SET PROBLEM »
Reproduce the lines below, substituting "nonzero" for every occurrence of "even-odd" and keeping everything else the same.

Lines of data »
--*--

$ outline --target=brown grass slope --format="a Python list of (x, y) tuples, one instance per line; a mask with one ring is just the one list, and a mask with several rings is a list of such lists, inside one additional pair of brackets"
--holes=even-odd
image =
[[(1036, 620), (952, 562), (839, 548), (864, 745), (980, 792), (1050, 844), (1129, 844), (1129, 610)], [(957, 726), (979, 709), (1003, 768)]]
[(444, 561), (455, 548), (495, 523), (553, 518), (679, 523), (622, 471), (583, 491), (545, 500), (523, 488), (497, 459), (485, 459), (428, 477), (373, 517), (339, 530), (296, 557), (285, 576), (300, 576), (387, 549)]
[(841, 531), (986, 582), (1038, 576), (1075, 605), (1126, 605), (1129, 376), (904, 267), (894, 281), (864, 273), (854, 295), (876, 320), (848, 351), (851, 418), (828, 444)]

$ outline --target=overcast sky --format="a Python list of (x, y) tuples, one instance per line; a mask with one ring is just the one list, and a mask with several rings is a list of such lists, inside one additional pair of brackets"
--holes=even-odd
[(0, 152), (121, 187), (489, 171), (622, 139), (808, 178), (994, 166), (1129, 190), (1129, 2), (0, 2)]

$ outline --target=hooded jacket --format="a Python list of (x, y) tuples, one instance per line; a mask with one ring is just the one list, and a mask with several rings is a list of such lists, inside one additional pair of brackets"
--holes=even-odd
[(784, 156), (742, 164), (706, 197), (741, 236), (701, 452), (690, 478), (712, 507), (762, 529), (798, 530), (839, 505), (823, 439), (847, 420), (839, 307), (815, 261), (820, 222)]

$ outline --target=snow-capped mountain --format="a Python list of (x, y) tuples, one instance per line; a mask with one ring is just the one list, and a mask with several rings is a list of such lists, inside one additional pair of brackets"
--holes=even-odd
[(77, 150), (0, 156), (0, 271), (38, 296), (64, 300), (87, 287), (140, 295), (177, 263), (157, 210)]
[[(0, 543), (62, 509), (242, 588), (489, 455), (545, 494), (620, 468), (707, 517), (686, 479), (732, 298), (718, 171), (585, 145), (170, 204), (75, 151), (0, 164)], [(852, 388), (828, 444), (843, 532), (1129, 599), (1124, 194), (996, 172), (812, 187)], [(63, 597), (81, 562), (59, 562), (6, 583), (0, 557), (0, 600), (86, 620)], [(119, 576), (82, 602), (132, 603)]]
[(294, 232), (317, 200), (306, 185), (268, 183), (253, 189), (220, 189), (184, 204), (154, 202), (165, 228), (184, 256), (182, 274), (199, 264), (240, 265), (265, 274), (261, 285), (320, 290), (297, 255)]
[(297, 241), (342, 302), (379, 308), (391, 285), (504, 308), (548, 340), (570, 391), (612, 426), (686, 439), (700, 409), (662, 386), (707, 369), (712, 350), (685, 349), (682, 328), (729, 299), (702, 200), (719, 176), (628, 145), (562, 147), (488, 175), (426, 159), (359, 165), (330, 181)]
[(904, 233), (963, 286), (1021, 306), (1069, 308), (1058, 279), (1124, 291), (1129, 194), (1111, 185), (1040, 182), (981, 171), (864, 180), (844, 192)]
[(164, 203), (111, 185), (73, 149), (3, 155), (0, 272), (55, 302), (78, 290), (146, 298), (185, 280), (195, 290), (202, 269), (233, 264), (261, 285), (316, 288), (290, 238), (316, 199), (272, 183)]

--*--

ANSWER FOR THE TASK »
$ outline --target=brown grass slope --format="a Python list of (x, y) tuples, one instance per line; a mask with one ring is just the one list, and a mask with several rings is a list of such lists, inside one additional pair of brackets"
--holes=nonzero
image =
[[(1036, 620), (952, 562), (839, 548), (864, 745), (980, 792), (1050, 844), (1129, 844), (1129, 610)], [(957, 726), (979, 709), (1003, 768)]]
[(444, 561), (455, 548), (495, 523), (553, 518), (679, 523), (622, 471), (583, 491), (545, 500), (523, 488), (497, 459), (485, 459), (428, 477), (373, 517), (339, 530), (296, 557), (285, 576), (300, 576), (387, 549)]
[(841, 531), (986, 582), (1038, 576), (1075, 605), (1126, 605), (1129, 376), (904, 267), (894, 281), (864, 273), (854, 295), (876, 320), (848, 351), (851, 418), (828, 444)]

$ outline --target=overcast sky --format="a Python list of (x, y) tuples, one instance per line; a mask with one ring is just the one list, and a mask with several rings is a list of such lists, inside one additional pair of brackets"
--holes=nonzero
[(0, 152), (121, 187), (489, 171), (622, 139), (808, 178), (994, 166), (1129, 190), (1129, 2), (0, 2)]

$ outline --target=hooded jacket --format="a Python list of (x, y) tuples, one instance per line; a mask with one ring is just the one list, and a mask with several rings is a list of such lists, inside one additional pair of brackets"
--holes=nonzero
[(784, 156), (742, 164), (706, 197), (741, 236), (701, 452), (690, 478), (712, 507), (762, 529), (798, 530), (839, 505), (823, 439), (847, 420), (839, 307), (815, 261), (820, 222)]

$ outline --target=snow-capped mountain --format="a Python list of (x, y) tuples, one instance per line; a mask with one ring is just the one list, and a mask with several rings is a list of such lists, inside one additional pair of brackets"
--holes=nonzero
[(77, 150), (0, 156), (0, 271), (38, 296), (64, 300), (87, 287), (140, 295), (177, 263), (157, 210)]
[[(0, 543), (62, 509), (242, 588), (489, 455), (545, 494), (620, 468), (707, 517), (686, 479), (732, 298), (718, 171), (585, 145), (170, 204), (75, 151), (0, 164)], [(852, 388), (828, 444), (843, 532), (1129, 599), (1124, 194), (996, 172), (812, 187)], [(63, 597), (81, 562), (59, 562), (6, 583), (0, 557), (0, 600), (86, 620)], [(119, 576), (82, 602), (132, 603)]]
[(294, 232), (317, 200), (306, 185), (268, 183), (253, 189), (220, 189), (184, 204), (154, 202), (165, 228), (184, 256), (182, 274), (199, 264), (240, 265), (265, 274), (261, 285), (320, 290), (297, 255)]
[(297, 241), (342, 302), (379, 308), (391, 285), (504, 308), (548, 340), (570, 391), (612, 426), (686, 439), (700, 409), (662, 386), (707, 369), (712, 350), (685, 349), (682, 328), (729, 299), (702, 200), (719, 176), (628, 145), (562, 147), (488, 175), (426, 159), (359, 165), (330, 181)]
[(904, 233), (963, 286), (1021, 306), (1069, 308), (1058, 279), (1124, 291), (1129, 194), (1111, 185), (1040, 182), (981, 171), (864, 180), (844, 192)]
[(164, 203), (111, 185), (73, 149), (3, 155), (0, 272), (55, 302), (78, 290), (146, 298), (185, 280), (195, 290), (202, 269), (233, 264), (261, 285), (316, 288), (290, 238), (316, 199), (272, 183)]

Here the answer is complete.